--- Raw data ---
--------
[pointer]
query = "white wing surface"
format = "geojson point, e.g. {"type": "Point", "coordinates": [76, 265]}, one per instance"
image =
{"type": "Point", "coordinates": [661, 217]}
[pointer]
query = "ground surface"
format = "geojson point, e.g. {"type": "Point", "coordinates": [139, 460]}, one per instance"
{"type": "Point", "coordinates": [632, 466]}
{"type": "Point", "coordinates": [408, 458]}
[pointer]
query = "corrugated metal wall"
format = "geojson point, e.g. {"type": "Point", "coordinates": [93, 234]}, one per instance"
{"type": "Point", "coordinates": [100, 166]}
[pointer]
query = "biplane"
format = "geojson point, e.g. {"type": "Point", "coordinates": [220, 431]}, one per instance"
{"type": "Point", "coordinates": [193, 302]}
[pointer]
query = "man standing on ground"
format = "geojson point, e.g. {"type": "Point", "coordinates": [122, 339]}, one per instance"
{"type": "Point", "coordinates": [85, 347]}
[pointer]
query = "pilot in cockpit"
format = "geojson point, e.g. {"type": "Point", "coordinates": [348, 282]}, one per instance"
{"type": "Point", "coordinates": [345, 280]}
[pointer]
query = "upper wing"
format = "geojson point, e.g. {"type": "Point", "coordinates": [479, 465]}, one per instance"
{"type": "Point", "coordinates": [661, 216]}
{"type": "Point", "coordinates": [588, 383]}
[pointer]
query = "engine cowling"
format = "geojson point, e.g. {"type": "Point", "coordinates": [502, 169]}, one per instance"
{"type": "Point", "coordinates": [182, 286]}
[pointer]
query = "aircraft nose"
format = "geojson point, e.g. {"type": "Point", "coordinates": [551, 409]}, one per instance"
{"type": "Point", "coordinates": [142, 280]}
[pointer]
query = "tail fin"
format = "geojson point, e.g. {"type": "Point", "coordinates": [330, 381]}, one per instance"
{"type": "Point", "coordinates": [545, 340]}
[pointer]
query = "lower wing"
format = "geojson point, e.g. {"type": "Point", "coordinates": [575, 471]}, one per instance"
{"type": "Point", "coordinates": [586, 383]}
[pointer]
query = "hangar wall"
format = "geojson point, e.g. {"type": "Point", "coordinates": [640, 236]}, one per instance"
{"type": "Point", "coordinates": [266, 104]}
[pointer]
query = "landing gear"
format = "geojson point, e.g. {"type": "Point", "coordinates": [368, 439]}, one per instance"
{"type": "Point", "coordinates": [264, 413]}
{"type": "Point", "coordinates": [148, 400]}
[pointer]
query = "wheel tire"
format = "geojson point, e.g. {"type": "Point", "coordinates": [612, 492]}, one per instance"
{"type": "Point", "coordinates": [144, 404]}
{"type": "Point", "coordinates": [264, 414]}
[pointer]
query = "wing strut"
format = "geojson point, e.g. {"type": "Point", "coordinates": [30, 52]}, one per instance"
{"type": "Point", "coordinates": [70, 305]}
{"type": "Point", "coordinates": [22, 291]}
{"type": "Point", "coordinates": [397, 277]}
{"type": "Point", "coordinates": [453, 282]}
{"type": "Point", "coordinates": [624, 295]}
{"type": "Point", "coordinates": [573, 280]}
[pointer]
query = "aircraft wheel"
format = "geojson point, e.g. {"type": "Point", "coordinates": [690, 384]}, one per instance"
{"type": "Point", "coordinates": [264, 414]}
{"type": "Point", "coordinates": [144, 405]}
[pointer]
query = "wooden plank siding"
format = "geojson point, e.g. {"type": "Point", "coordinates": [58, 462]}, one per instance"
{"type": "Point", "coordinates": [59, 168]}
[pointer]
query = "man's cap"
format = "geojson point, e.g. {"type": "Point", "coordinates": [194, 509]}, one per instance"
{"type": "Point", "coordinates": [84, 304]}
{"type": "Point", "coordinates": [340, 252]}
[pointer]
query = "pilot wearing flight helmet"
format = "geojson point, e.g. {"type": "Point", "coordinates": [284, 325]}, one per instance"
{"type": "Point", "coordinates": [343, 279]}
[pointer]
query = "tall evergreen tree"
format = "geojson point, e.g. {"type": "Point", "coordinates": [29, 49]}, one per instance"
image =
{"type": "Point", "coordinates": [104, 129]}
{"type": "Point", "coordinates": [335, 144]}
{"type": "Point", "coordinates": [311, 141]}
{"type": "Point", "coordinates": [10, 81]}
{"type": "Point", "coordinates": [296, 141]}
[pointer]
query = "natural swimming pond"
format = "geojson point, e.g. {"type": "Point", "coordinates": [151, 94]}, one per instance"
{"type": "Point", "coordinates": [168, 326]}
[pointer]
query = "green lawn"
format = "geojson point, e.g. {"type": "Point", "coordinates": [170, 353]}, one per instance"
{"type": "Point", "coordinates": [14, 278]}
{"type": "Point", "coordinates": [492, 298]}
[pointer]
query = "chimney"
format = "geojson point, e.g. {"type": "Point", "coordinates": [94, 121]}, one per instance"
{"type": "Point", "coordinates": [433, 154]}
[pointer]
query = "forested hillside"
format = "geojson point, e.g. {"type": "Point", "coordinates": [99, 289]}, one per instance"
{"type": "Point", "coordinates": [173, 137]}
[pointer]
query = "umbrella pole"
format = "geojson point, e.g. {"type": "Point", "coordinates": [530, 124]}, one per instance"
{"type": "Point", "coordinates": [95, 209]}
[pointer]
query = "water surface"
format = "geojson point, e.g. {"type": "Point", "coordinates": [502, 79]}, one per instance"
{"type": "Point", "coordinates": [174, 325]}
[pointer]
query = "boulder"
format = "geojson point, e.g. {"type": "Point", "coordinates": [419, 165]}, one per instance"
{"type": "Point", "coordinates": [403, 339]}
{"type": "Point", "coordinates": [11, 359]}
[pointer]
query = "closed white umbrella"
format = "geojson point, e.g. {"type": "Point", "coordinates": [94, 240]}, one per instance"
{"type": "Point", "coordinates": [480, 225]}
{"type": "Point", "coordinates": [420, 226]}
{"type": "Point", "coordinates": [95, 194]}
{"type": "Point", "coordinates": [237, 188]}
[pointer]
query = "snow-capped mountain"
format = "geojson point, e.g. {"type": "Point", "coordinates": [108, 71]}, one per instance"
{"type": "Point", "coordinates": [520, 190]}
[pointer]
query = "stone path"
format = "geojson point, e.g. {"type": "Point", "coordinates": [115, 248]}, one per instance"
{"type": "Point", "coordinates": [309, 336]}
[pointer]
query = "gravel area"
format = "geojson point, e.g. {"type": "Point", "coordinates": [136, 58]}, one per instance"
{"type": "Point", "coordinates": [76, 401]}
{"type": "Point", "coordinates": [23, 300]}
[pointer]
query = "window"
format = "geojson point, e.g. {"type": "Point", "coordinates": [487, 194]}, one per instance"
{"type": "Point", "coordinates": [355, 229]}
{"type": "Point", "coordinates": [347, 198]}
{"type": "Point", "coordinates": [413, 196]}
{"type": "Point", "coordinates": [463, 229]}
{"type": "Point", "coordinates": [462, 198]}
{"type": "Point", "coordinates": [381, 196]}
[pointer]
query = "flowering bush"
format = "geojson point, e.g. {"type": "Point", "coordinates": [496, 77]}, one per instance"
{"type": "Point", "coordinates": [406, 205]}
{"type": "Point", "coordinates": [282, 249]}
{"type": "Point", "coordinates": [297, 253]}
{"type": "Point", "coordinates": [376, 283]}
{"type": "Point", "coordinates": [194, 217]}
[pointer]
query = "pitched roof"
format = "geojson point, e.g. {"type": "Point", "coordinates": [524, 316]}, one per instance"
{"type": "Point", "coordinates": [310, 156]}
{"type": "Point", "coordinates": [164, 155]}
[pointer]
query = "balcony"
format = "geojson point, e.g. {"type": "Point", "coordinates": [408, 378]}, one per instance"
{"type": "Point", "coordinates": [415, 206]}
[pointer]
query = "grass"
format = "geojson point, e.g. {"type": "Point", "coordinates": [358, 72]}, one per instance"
--------
--- Task brief ---
Each line above must be printed exactly as it appears.

--- Response to the task ---
[pointer]
query = "white wing surface"
format = "geojson point, e.g. {"type": "Point", "coordinates": [76, 265]}, one per instance"
image =
{"type": "Point", "coordinates": [661, 217]}
[pointer]
query = "ground surface"
format = "geojson point, e.g. {"type": "Point", "coordinates": [139, 460]}, one per instance"
{"type": "Point", "coordinates": [632, 466]}
{"type": "Point", "coordinates": [408, 458]}
[pointer]
query = "corrugated metal wall"
format = "geojson point, e.g. {"type": "Point", "coordinates": [93, 234]}, one per instance"
{"type": "Point", "coordinates": [100, 166]}
[pointer]
query = "biplane"
format = "geojson point, e.g. {"type": "Point", "coordinates": [220, 431]}, one per instance"
{"type": "Point", "coordinates": [193, 302]}
[pointer]
query = "man standing on ground"
format = "geojson point, e.g. {"type": "Point", "coordinates": [122, 339]}, one per instance"
{"type": "Point", "coordinates": [85, 347]}
[pointer]
query = "pilot in cockpit"
format = "geojson point, e.g. {"type": "Point", "coordinates": [348, 282]}, one per instance"
{"type": "Point", "coordinates": [345, 280]}
[pointer]
query = "upper wing"
format = "geojson point, e.g. {"type": "Point", "coordinates": [479, 465]}, one per instance"
{"type": "Point", "coordinates": [661, 216]}
{"type": "Point", "coordinates": [588, 383]}
[pointer]
query = "engine cowling"
format = "geojson point, e.g. {"type": "Point", "coordinates": [502, 169]}, one per instance"
{"type": "Point", "coordinates": [182, 286]}
[pointer]
query = "aircraft nose"
format = "geojson point, e.g. {"type": "Point", "coordinates": [551, 409]}, one per instance"
{"type": "Point", "coordinates": [142, 280]}
[pointer]
query = "tail fin"
format = "geojson point, e.g. {"type": "Point", "coordinates": [330, 381]}, one per instance"
{"type": "Point", "coordinates": [545, 340]}
[pointer]
query = "lower wing"
format = "geojson point, e.g. {"type": "Point", "coordinates": [575, 471]}, one per instance"
{"type": "Point", "coordinates": [586, 383]}
[pointer]
query = "hangar wall"
format = "geojson point, e.g. {"type": "Point", "coordinates": [640, 236]}, one per instance"
{"type": "Point", "coordinates": [266, 104]}
[pointer]
query = "landing gear"
format = "geojson point, e.g. {"type": "Point", "coordinates": [368, 439]}, one per instance"
{"type": "Point", "coordinates": [264, 413]}
{"type": "Point", "coordinates": [148, 400]}
[pointer]
query = "wheel tire"
format = "geojson point, e.g. {"type": "Point", "coordinates": [612, 492]}, one per instance"
{"type": "Point", "coordinates": [144, 404]}
{"type": "Point", "coordinates": [264, 414]}
[pointer]
query = "wing strut"
format = "geojson point, e.g. {"type": "Point", "coordinates": [30, 52]}, one per instance"
{"type": "Point", "coordinates": [70, 305]}
{"type": "Point", "coordinates": [22, 291]}
{"type": "Point", "coordinates": [397, 277]}
{"type": "Point", "coordinates": [453, 282]}
{"type": "Point", "coordinates": [624, 295]}
{"type": "Point", "coordinates": [573, 280]}
[pointer]
query = "aircraft wheel"
format = "geojson point, e.g. {"type": "Point", "coordinates": [690, 384]}, one per instance"
{"type": "Point", "coordinates": [264, 414]}
{"type": "Point", "coordinates": [144, 405]}
[pointer]
query = "wooden plank siding"
format = "geojson point, e.g. {"type": "Point", "coordinates": [58, 462]}, one per instance"
{"type": "Point", "coordinates": [59, 168]}
[pointer]
query = "man's cap"
format = "geojson point, e.g. {"type": "Point", "coordinates": [194, 509]}, one per instance"
{"type": "Point", "coordinates": [84, 304]}
{"type": "Point", "coordinates": [340, 252]}
[pointer]
query = "pilot wearing flight helmet"
format = "geojson point, e.g. {"type": "Point", "coordinates": [284, 325]}, one per instance"
{"type": "Point", "coordinates": [343, 279]}
[pointer]
query = "tall evergreen tree"
format = "geojson point, e.g. {"type": "Point", "coordinates": [29, 49]}, one per instance"
image =
{"type": "Point", "coordinates": [104, 129]}
{"type": "Point", "coordinates": [335, 144]}
{"type": "Point", "coordinates": [311, 141]}
{"type": "Point", "coordinates": [10, 81]}
{"type": "Point", "coordinates": [296, 141]}
[pointer]
query = "natural swimming pond"
format = "geojson point, e.g. {"type": "Point", "coordinates": [151, 94]}, one per instance"
{"type": "Point", "coordinates": [168, 326]}
[pointer]
query = "green lawn"
format = "geojson point, e.g. {"type": "Point", "coordinates": [170, 353]}, one per instance"
{"type": "Point", "coordinates": [14, 278]}
{"type": "Point", "coordinates": [492, 298]}
[pointer]
query = "chimney"
format = "geojson point, e.g. {"type": "Point", "coordinates": [94, 121]}, one per instance"
{"type": "Point", "coordinates": [433, 154]}
[pointer]
query = "forested hillside"
format = "geojson point, e.g. {"type": "Point", "coordinates": [99, 289]}, one per instance"
{"type": "Point", "coordinates": [173, 137]}
[pointer]
query = "umbrella pole"
format = "geojson point, e.g. {"type": "Point", "coordinates": [530, 124]}, one per instance"
{"type": "Point", "coordinates": [95, 209]}
[pointer]
query = "water surface"
format = "geojson point, e.g. {"type": "Point", "coordinates": [502, 79]}, one per instance"
{"type": "Point", "coordinates": [174, 325]}
[pointer]
query = "boulder"
format = "geojson point, e.g. {"type": "Point", "coordinates": [419, 165]}, one per instance"
{"type": "Point", "coordinates": [403, 339]}
{"type": "Point", "coordinates": [11, 359]}
[pointer]
query = "closed white umbrella"
format = "geojson point, e.g. {"type": "Point", "coordinates": [94, 240]}, one per instance"
{"type": "Point", "coordinates": [480, 225]}
{"type": "Point", "coordinates": [420, 226]}
{"type": "Point", "coordinates": [95, 194]}
{"type": "Point", "coordinates": [237, 188]}
[pointer]
query = "snow-capped mountain"
format = "geojson point, e.g. {"type": "Point", "coordinates": [108, 71]}, one per instance"
{"type": "Point", "coordinates": [520, 190]}
[pointer]
query = "stone path"
format = "geojson point, e.g. {"type": "Point", "coordinates": [115, 248]}, one per instance"
{"type": "Point", "coordinates": [309, 336]}
[pointer]
query = "gravel area"
format = "geojson point, e.g. {"type": "Point", "coordinates": [136, 58]}, one per instance"
{"type": "Point", "coordinates": [76, 401]}
{"type": "Point", "coordinates": [23, 300]}
[pointer]
query = "window"
format = "geojson point, e.g. {"type": "Point", "coordinates": [487, 194]}, one per instance"
{"type": "Point", "coordinates": [355, 229]}
{"type": "Point", "coordinates": [347, 198]}
{"type": "Point", "coordinates": [413, 196]}
{"type": "Point", "coordinates": [463, 229]}
{"type": "Point", "coordinates": [462, 198]}
{"type": "Point", "coordinates": [381, 196]}
[pointer]
query = "flowering bush"
format = "geojson point, e.g. {"type": "Point", "coordinates": [496, 77]}, one per instance"
{"type": "Point", "coordinates": [406, 205]}
{"type": "Point", "coordinates": [282, 249]}
{"type": "Point", "coordinates": [297, 253]}
{"type": "Point", "coordinates": [376, 283]}
{"type": "Point", "coordinates": [194, 217]}
[pointer]
query = "pitched roof"
format = "geojson point, e.g. {"type": "Point", "coordinates": [524, 316]}, one per instance"
{"type": "Point", "coordinates": [310, 156]}
{"type": "Point", "coordinates": [164, 155]}
[pointer]
query = "balcony"
format = "geojson point, e.g. {"type": "Point", "coordinates": [408, 378]}, one per instance"
{"type": "Point", "coordinates": [415, 206]}
[pointer]
query = "grass"
format = "geojson point, e.g. {"type": "Point", "coordinates": [358, 72]}, one per instance"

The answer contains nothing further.